## [Exercise brief]
Revise the entries below so that each "bounding box" reads "rectangle", and leave everything else unchanged.

---------- Data provided

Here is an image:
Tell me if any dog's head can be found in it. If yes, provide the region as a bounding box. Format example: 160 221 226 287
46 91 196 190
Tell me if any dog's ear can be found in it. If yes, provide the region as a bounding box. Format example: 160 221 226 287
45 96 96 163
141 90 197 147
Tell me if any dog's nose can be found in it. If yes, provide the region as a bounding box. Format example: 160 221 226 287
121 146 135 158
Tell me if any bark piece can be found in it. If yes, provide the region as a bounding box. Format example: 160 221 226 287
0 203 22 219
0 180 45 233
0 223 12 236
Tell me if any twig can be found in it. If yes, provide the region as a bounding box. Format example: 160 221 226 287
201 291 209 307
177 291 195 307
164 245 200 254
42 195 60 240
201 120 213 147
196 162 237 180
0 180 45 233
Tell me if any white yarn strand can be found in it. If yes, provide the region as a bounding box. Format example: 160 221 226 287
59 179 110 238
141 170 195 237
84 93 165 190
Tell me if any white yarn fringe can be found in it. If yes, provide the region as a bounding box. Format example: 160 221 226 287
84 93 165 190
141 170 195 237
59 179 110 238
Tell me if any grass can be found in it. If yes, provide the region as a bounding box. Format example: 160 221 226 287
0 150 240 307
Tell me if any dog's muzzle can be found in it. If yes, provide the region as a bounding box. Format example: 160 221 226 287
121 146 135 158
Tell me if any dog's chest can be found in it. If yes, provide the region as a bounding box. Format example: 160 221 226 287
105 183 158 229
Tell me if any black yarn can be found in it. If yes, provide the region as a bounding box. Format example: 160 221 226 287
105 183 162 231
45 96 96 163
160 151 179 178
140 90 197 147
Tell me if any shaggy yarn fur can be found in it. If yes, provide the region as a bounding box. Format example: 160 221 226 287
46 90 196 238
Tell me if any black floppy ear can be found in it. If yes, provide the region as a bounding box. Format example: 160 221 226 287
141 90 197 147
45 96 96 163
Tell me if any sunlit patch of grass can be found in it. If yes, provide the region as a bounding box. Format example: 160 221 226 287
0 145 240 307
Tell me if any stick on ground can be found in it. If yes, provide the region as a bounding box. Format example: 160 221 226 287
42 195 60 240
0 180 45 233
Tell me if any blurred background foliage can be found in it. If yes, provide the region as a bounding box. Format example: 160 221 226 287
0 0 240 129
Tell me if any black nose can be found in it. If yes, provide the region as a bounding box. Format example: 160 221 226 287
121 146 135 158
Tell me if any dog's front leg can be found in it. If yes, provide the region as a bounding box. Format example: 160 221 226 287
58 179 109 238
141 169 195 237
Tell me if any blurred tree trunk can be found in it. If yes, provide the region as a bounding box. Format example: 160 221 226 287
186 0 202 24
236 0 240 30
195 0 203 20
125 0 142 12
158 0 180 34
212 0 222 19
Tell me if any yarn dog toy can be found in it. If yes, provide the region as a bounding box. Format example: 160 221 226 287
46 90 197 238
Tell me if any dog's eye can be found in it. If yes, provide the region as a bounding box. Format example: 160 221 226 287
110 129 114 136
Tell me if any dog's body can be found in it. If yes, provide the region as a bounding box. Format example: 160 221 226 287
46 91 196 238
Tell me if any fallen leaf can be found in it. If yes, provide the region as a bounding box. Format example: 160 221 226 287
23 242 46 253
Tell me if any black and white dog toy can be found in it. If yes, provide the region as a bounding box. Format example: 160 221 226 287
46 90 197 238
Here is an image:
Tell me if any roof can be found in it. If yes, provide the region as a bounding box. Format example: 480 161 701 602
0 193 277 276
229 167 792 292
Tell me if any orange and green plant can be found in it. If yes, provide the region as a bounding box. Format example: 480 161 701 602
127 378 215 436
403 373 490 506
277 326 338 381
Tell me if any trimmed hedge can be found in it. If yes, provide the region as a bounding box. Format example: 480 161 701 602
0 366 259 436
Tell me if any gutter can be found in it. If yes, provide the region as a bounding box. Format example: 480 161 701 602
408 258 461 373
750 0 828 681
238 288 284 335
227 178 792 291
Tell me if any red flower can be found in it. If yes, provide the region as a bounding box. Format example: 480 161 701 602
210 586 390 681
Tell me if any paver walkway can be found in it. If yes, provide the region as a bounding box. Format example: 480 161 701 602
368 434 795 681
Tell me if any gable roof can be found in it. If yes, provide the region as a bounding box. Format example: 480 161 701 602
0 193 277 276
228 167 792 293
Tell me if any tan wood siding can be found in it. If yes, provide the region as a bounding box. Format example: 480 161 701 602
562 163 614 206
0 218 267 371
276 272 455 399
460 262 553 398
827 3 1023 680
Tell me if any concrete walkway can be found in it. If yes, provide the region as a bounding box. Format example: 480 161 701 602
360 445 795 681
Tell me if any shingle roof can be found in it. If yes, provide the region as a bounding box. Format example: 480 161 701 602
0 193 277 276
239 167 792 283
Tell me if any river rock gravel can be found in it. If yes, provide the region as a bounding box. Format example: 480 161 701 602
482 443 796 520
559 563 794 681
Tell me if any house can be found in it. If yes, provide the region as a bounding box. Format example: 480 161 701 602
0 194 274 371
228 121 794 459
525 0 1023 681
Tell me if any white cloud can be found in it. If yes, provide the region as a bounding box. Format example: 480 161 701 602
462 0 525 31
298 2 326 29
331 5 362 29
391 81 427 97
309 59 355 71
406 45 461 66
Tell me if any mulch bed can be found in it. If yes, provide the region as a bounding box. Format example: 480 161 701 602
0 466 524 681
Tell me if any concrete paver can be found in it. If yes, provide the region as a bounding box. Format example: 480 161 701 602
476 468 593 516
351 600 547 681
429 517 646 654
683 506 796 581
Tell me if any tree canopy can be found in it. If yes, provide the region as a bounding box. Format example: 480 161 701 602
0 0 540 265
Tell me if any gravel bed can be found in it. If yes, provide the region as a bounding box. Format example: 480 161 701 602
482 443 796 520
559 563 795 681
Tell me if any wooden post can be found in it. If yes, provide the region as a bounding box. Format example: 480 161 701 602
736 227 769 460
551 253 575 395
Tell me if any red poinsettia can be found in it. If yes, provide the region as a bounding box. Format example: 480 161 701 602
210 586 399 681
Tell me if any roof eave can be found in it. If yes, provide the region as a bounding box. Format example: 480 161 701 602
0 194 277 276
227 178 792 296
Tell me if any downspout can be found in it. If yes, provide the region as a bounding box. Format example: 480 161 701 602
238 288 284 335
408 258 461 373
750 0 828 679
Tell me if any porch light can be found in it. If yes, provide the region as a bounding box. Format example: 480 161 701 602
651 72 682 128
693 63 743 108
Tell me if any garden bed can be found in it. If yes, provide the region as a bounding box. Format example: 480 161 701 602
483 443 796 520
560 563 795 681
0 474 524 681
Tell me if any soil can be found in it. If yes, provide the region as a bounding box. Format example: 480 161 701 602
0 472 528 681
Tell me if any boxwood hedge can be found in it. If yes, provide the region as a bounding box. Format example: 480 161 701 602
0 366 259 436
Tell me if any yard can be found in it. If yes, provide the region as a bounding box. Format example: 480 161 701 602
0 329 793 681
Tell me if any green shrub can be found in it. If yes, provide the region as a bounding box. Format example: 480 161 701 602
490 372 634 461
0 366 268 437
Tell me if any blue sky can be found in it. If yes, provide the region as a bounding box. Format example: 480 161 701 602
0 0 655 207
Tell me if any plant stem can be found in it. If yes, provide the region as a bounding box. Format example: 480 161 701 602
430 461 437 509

--------------------

## [Exercise answer]
Here is an image:
Tell me if any dog's head can be found in it. If yes, provide the region as a rectangle. Format example: 160 221 226 287
46 91 196 190
Tell me if any dog's ear can be found in it. If yes, provide the region as a rectangle. Format example: 160 221 226 287
45 96 96 163
141 90 197 147
Tell me if any dog's nose can be found in it. If yes, provide the region as a rectangle. Format example: 160 221 226 287
121 146 135 158
Tell me if any bark piece can be found in it. If yes, provide the region as a rectangle. Format example: 160 221 226 287
0 203 22 219
0 180 45 233
0 223 12 236
Tell me if any twig can be found in it. If yes, provide the region as a rectangle. Format example: 160 221 226 287
201 291 209 307
177 291 195 307
164 245 200 254
42 195 60 240
201 120 213 147
196 162 237 180
0 180 45 233
Tell me if any white yarn strand can be found in it. If yes, provide the region as a rectangle. Format example: 160 221 226 287
59 179 110 238
141 170 195 237
84 93 165 190
Tell me if any white yarn fringe can be found in it. If yes, provide the region as a rectangle. Format example: 160 221 226 287
84 93 165 190
141 170 195 237
59 179 110 238
Tell me if any grass can be found in it. If yes, provide the region as a rectangle. Format example: 160 221 226 287
0 150 240 307
Tell me if any dog's muzzle can be found in it. If yes, provide the region as a rectangle. Format example: 160 221 226 287
121 146 135 158
Tell me if any dog's chest can be found in it. If yes, provide the region as a rectangle. Format example: 160 221 226 287
105 183 158 229
Tell me if any black yarn can be found in it. If yes, provide the region as a rectangle. Format example: 160 221 226 287
105 183 162 231
45 96 96 163
160 151 179 178
140 90 197 147
Tell me if any shaggy yarn fur can be found in it. If yes, provide the region as a rectangle. Format example: 160 221 226 287
46 90 196 238
Tell me if any black floppy ear can be found in it. If yes, provide the region as a rectangle. Format example: 160 221 226 287
141 90 197 147
45 96 96 163
Tell me if any sunlit patch of grass can be found in it. If yes, provide the region as a rectangle. Format example: 160 221 226 287
0 145 240 307
Tell me if any stick on ground can be found in it. If yes, provide the region as a rectangle. Format example: 160 221 226 287
42 195 60 240
0 180 45 233
Tell me if any blurred background foliage can be found in it. If yes, provide the region as a rectangle. Format example: 160 221 226 287
0 0 240 129
Tell me if any black nose can be found in it. If yes, provide the region as a rectangle. Format example: 160 221 226 287
121 146 135 158
Tell me if any dog's front leg can be found in it. If yes, provide the region as a rectangle. Format example: 160 221 226 287
58 179 109 238
141 169 195 237
Tell me if any blurred tree trunk can be found in it. If yes, provide the region as a rectangle. Format example: 160 221 226 287
186 0 202 24
236 0 240 30
195 0 203 20
125 0 142 12
158 0 180 34
212 0 222 19
Tell me if any yarn dog toy can be found in it. If yes, provide the region as a rectangle. Format example: 160 221 226 287
46 90 197 238
Tell me if any dog's eye can be found in it. If yes, provide the region as a rectangle. Format example: 160 221 226 287
110 129 114 136
Tell me if any dog's body can be found in it. If yes, provide the region as a rectangle. Format example: 160 221 226 287
46 91 196 238
Tell me if any fallen leaf can be found in it. If yes, provide the region as a rectangle. Format example: 160 221 226 287
23 242 46 253
Tell me if any black and white dog toy can be found in it. If yes, provide the region as a rectangle. Format example: 160 221 226 287
46 90 197 238
Here is an image:
Tell me if any roof can be found in it. If yes, provide the region as a rectangle. Format example: 480 161 701 602
0 193 277 276
229 167 792 292
Tell me if any orange and green plant can be found in it. If yes, provide the region as a rectangle. Format example: 480 161 701 602
127 378 215 436
403 373 490 506
277 326 338 381
Tell me if any trimmed hedge can be found in it. If yes, provide the region as a rectangle. Format example: 480 161 701 602
0 366 259 436
Tell me if any gutter can be found in it. If yes, provide the region as a rectangle. Format example: 480 161 701 602
408 258 461 373
750 0 828 681
238 288 284 335
227 178 792 291
Tell me if any red flower can be found in it. If yes, provide the region as a rectangle. Format example: 480 161 701 602
210 586 390 681
Tell me if any paver walkway can be found in it. If yes, provide the region as a rectangle. Format example: 480 161 701 602
368 434 795 681
Tell me if any gable roof can be found in it. If yes, provide the region as a rectangle. Format example: 480 161 701 602
0 193 277 276
228 167 792 293
Tell me if any tan wood siding can be found in it. If yes, provide the region as a rectangle. Format example: 480 161 701 602
562 163 614 206
0 218 267 371
276 272 455 399
460 262 553 398
827 3 1023 680
Tell me if any concrete walkway can be found in it. If yes, provide the region as a rectangle. Format example: 480 161 701 602
360 445 795 681
Tell me if any shingle roof can be found in it. If yes, provide the region as a rectangle. Format example: 480 161 701 602
0 193 277 276
239 167 792 283
Tell me if any river rock gravel can be found in it. If yes, provide the region as a rectangle. Format example: 480 161 701 602
482 443 796 520
559 563 794 681
Tell me if any house can be found in it. If yes, provide the region as a rectangle. Format example: 480 161 701 602
0 194 274 371
228 121 794 459
525 0 1023 681
Tell me if any white cloud can be found in it. If yes, provide the region as a rectangle. Format example: 480 161 701 602
462 0 525 31
298 2 326 29
331 5 362 29
391 81 427 97
309 59 355 71
406 45 461 66
Tell me if any mulch bed can be found in it. If yes, provide the region as a rectangle. Format example: 480 161 701 602
0 466 524 681
Tell me if any concrete paver can be found in it. If yes, provide the region as a rectangle. Format example: 480 161 701 602
476 468 593 516
351 600 547 681
429 517 646 654
683 506 796 581
Tell me if any tree canopy can be found in it. If yes, provide the region as a rectangle. Format example: 480 161 701 602
0 0 540 265
Tell me if any gravel bed can be found in it. If yes, provide the region as a rectangle. Format example: 480 161 701 602
482 443 796 520
559 563 795 681
Tell me if any wooden post can be found in it. If yes, provide the region as a rectangle. Format example: 480 161 701 602
736 227 769 460
551 253 575 395
Tell me if any red poinsettia can be found in it. If yes, provide the region as a rectangle. Format example: 480 161 701 602
210 586 399 681
Tell me if any roof eave can be found in it. If yes, provide the region as a rectangle. Format example: 480 161 701 602
0 194 277 276
227 178 792 296
Tell me if any downspout can be found in it. If yes, provide the region as a rectangle. Format example: 480 161 701 602
238 288 284 335
408 258 461 373
750 0 828 679
Tell me if any porch light can be found in it. If yes, provide the region as a rectangle. Format example: 480 161 701 602
651 72 682 128
693 63 743 108
Tell me if any garden bed can be found in it. If yes, provide the region as a rectangle. Format example: 480 161 701 602
483 443 796 520
560 563 795 681
0 474 524 681
Tell me if any soil can be found in it. If yes, provide the region as a rectangle. Format example: 480 161 701 602
0 472 528 681
Tell me if any boxwood hedge can be found in it. If yes, provide the region as a rectangle. Format example: 480 161 701 602
0 366 259 436
Tell me if any yard can be found in it. If yes, provide the region as a rectangle. Format example: 480 161 701 602
0 329 793 681
Tell me if any green shrub can be found in it. If yes, provide the region as a rectangle. Format example: 480 161 701 602
490 372 634 461
0 366 268 437
Tell me if any blue sky can be found in it. If yes, provide the region as a rectangle. Format example: 480 161 701 602
0 0 655 207
Tell me if any plant stem can be found in it. If yes, provide the region as a rectangle. Format example: 480 161 701 602
430 461 437 509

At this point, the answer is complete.